Required task 1: Locate each line of the records that contains the word "mountain" and copy those lines. Case counts.

Excerpt provided:

Thursday, October 21, 2010
Ok, so let me admit this (even as a fan of social media): Social media may not be for you — yet. The studies on social networking engagement are abound and point clearly to the fact that this phenomena is not going to go away anytime soon. As with any new technology, there will always be the quick adapters and those for a number of reasons who will lag behind.
Yet, just because your inclining may lead you to think that social media is not a right fit for your audience, I want you to at least open your mind to the possibility that perhaps...just perhaps social networking might make for a good portion in your organization's marketing mix. As any marketing campaign is only as good as the marketing plan and research behind it, do a survey. As the lines between personal and professional lives are increasingly blurred, social media is becoming a greater forum than ever for developing niche communities. My suggestion is to find out how and where your members and supporters prefer to get their information.
For associations whose memberships are made of tradespeople in the field or who are not regularly in front of a computer with internet access, I foresee the growing popularity of mobile and cell text message campaigns bridging the gap. Stats show that 1/3 of human kind has mobile internet access and that people are twice as likely to use text messaging and respond to this form of communication. With services such as mGive, organizations can now link their websites to mobile call to actions campaigns. Many organizations are becoming very effective in mixing traditional campaign calls that lead over to web/ social media presences. How many have seen or heard an ad referring people over to a website?

Material for this task:
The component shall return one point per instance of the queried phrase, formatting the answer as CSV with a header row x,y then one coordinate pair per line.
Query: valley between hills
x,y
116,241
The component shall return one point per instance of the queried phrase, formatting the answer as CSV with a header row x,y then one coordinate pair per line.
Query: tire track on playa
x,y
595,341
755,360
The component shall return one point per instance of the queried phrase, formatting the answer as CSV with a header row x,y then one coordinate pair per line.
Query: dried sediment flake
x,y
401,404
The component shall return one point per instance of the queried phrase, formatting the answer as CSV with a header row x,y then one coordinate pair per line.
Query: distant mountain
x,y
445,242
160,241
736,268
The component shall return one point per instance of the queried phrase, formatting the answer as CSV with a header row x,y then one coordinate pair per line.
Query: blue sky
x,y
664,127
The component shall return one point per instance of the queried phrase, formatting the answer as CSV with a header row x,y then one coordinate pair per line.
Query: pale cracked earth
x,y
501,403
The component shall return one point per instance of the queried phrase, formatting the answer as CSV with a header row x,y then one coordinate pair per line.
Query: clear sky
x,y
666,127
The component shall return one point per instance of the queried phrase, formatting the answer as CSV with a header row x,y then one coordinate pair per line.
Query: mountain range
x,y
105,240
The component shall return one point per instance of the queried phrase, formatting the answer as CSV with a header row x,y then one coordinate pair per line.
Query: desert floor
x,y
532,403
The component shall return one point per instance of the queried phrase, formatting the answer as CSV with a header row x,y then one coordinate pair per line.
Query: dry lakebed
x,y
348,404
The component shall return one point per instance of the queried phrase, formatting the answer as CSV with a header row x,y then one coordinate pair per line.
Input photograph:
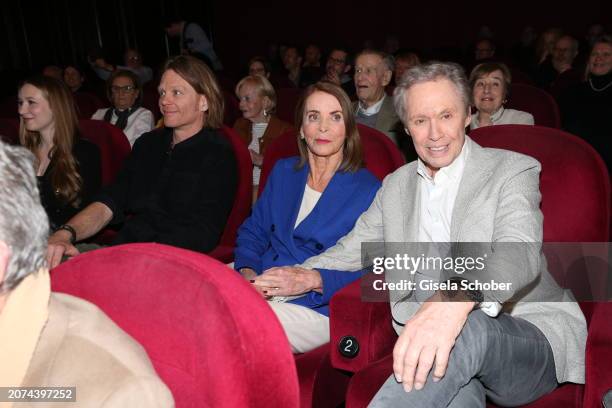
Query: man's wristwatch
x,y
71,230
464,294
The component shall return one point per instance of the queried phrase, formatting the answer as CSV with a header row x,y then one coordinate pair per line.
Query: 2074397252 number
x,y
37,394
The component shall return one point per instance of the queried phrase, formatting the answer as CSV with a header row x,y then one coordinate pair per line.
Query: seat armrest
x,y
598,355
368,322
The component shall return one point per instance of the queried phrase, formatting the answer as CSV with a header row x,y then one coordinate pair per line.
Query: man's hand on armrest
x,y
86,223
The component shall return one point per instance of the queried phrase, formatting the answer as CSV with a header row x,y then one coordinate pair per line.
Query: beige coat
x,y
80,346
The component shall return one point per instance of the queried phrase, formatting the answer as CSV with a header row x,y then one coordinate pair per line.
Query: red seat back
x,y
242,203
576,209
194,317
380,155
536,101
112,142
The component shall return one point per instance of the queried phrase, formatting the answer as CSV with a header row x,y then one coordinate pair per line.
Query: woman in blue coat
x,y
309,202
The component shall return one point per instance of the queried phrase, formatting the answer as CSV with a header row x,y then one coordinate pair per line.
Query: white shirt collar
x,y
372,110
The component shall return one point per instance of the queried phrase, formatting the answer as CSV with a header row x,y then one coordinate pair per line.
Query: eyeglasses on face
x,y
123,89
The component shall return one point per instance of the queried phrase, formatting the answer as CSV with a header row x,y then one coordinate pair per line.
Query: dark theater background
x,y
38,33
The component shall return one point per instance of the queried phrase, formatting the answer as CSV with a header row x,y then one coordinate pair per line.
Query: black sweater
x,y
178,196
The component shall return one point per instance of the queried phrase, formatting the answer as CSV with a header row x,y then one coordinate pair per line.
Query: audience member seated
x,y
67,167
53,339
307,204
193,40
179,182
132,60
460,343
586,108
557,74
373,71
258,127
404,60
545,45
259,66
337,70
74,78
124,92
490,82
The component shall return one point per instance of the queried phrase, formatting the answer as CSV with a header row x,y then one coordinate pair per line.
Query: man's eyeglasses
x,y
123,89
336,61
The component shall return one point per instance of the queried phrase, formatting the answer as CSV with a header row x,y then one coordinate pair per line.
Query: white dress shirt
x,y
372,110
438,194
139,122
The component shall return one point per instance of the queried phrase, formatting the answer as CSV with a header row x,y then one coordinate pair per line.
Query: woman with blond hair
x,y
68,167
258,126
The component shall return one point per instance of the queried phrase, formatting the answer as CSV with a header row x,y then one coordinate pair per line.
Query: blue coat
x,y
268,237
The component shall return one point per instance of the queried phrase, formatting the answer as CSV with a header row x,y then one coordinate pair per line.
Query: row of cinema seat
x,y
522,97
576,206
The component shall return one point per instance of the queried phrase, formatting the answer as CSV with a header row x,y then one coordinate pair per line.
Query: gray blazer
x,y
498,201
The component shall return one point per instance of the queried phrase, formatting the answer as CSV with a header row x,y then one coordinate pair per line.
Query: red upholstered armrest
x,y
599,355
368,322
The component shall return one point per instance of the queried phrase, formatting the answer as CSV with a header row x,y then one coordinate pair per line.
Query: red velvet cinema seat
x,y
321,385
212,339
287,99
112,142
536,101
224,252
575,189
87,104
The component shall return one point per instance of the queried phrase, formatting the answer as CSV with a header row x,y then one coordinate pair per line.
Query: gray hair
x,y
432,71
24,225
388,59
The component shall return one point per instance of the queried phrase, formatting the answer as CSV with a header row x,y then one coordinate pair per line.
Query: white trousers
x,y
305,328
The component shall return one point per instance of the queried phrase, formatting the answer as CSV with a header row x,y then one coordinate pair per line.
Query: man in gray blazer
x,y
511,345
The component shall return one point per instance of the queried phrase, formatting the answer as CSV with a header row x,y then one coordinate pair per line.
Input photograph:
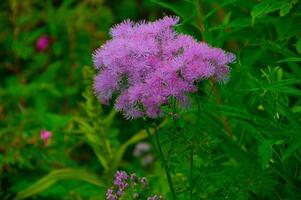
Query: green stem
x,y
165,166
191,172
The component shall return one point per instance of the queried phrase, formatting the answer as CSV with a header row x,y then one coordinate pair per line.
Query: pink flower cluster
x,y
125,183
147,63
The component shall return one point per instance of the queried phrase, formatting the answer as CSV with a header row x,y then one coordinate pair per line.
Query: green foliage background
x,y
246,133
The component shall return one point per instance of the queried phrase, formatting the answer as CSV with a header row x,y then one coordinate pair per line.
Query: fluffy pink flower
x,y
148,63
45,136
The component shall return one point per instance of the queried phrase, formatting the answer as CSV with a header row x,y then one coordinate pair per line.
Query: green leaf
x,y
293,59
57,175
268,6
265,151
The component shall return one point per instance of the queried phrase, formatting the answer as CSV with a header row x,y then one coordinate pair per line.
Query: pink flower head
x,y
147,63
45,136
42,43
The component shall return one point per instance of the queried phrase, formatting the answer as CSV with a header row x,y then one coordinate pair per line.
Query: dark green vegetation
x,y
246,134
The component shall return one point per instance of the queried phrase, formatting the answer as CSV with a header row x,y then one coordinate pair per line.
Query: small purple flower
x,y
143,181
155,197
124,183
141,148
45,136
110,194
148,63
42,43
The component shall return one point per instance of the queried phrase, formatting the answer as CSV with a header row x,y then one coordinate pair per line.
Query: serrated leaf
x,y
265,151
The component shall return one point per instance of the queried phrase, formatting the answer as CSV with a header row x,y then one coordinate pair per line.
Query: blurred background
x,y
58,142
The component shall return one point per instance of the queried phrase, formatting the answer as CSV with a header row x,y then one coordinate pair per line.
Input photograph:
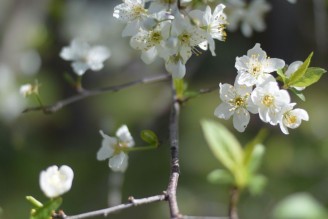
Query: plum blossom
...
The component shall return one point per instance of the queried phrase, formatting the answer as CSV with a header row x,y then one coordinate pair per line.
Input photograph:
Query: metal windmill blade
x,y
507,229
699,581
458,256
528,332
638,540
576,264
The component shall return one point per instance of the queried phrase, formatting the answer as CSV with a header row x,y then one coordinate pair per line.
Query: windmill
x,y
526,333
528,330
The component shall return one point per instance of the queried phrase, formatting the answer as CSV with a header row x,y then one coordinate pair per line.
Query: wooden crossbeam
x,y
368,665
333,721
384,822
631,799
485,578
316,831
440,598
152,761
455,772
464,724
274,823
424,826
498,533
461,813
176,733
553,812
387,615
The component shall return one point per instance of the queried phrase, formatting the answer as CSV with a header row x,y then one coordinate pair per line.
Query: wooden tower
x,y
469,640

Required task 2: Pick up the post on social media for organizations where it stops and write what comes next.

Reply 1:
Query: distant mountain
Query: mountain range

Reply 2:
Social media does not have to mean only blasting information out through Facebook, Twitter, etc. Social networking is also a great support mechanism and strategy for getting the word out with other communications mediums. In doing so, associations bridge the gap between different demographics of their supporters.
It is noteworthy that social media isn’t dominated by the youngest, often most tech-savvy generations, but rather by what has to be referred to as middle-aged people (although at the younger end of that spectrum). This is a critical element to consider for professional associations whom, for the moment, more likely need to recruit and retain in their ranks.
What do you think? Is ruling out social media outright a reaction to the unknown or have non-profit executives critical of this new means of communications done their homework in market research to justify the rejection?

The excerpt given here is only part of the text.